> _DOCUMENT_

● ● ●

# Signs of a stressed tarantula?



## noelr (Jun 1, 2013)

What are the signs of a stressed tarnatula? My species is a haplopelma lividium, but arent there universal signs of stress for all T's? Any help appreciated!


----------



## Meezerkoko (Jun 1, 2013)

Pacing can be one.  How is it acting?  If its a H. lividium you probably shouldn't see much of it if its tank is set up right.  You need to give it 12" or more of packed down coconut fiber.  You may want to make a starter hole or use a pvc section not much wider that the T inserted at an angle into the sub.  This is assuming you have an adult.


----------



## Storm76 (Jun 1, 2013)

noelr said:


> What are the signs of a stressed tarnatula? My species is a haplopelma lividium, but arent there universal signs of stress for all T's? Any help appreciated!


What's the reason for that question? 

Considering the species, sitting totally scrunched up in a corner would be something I'd judge as stress regarding these - as they're used to dig and sit in their burrow (secure haven) most of the time...

Reactions: Like 1


----------



## Arachtion (Jun 1, 2013)

Storm76 said:


> What's the reason for that question?
> 
> Considering the species, sitting totally scrunched up in a corner would be something I'd judge as stress regarding these - as they're used to dig and sit in their burrow (secure haven) most of the time...


+1 on that, the sign of an healthy Haplopelma is an angry Haplopelma


----------



## Poec54 (Jun 1, 2013)

Many burrwing species are stressed when they don't have a burrow to live in.  They need that feeling of security.

Reactions: Like 2


----------



## Formerphobe (Jun 1, 2013)

Besides the classic huddle, I would consider a threat pose from any species to be a sign of stress.  An 'angry' tarantula, or one that feels the need to defend is not a happy tarantula.


----------



## Arachtion (Jun 1, 2013)

That's why I said healthy, any threat posture is a signal of stress in any species but inactivity even under a situation where one would normally offer a threat posture suggests stress through more than just the obvious situation of being disturbed or feeling threatened


----------



## spiderengineer (Jun 1, 2013)

here is a perfect example

http://www.arachnoboards.com/ab/sho...-PetHole-lost-a-leg-and-etc!&highlight=armpit


----------



## noelr (Jun 1, 2013)

Her setup is perfect. I put 6 inches of substrate, close water dish, and VARIOUS starting burrows everywhere, but she doesnt seem to take to it. She prefers to chill in the half log and scrunch up against glass. She eats well, but i need to know how to make her more comfortable. I understand she prefers burrows, but the best I can do for her is a starter burrow.


----------



## spiderengineer (Jun 1, 2013)

noelr said:


> Her setup is perfect. I put 6 inches of substrate, close water dish, and VARIOUS starting burrows everywhere, but she doesnt seem to take to it. She prefers to chill in the half log and scrunch up against glass. She eats well, but i need to know how to make her more comfortable. I understand she prefers burrows, but the best I can do for her is a starter burrow.

● ● ●

> _GIVEN RECORDS_
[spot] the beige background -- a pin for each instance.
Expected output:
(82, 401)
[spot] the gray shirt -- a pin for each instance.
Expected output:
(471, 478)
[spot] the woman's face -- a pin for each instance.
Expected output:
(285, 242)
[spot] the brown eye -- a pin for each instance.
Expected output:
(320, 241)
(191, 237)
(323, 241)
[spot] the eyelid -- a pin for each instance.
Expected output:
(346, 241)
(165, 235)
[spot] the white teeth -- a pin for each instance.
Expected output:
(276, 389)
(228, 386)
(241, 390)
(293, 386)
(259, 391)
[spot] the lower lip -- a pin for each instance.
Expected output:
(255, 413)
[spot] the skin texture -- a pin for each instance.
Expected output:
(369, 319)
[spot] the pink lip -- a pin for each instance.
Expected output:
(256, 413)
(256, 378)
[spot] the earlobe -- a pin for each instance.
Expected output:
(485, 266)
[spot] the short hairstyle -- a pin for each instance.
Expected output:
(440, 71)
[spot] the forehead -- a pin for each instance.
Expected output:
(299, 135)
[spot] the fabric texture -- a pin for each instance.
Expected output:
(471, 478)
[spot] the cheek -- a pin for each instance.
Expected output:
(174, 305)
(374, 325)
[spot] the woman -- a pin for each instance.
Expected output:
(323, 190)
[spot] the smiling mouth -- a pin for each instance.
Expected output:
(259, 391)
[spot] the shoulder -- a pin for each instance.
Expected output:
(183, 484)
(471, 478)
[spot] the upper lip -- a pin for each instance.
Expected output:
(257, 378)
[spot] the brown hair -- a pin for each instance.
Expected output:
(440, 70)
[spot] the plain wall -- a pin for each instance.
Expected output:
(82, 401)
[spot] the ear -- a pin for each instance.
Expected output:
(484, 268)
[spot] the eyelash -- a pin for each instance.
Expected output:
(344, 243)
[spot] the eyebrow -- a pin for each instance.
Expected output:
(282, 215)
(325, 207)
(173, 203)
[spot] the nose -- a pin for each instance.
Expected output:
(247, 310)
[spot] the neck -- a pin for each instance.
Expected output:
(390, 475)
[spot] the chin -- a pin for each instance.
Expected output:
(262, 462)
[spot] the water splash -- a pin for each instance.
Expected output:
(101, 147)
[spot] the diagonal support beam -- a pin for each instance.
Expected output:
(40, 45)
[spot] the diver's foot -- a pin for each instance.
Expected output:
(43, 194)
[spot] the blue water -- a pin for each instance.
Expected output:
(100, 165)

● ● ●

> _PROBLEM STATEMENT_
Condense the paragraph of the tarantula thread that begins "Her setup is perfect" into a short bulleted list, keeping its main facts. The material shown alongside this thread is not required for the work that follows.

> _RESPONSE TO THE TASK_
- The enclosure has 6 inches of substrate, a nearby water dish and several starter burrows.
- The tarantula does not use them, preferring to stay in the half log and press against the glass.
- She eats well.
- The owner wants to make her more comfortable but can offer no more than a starter burrow.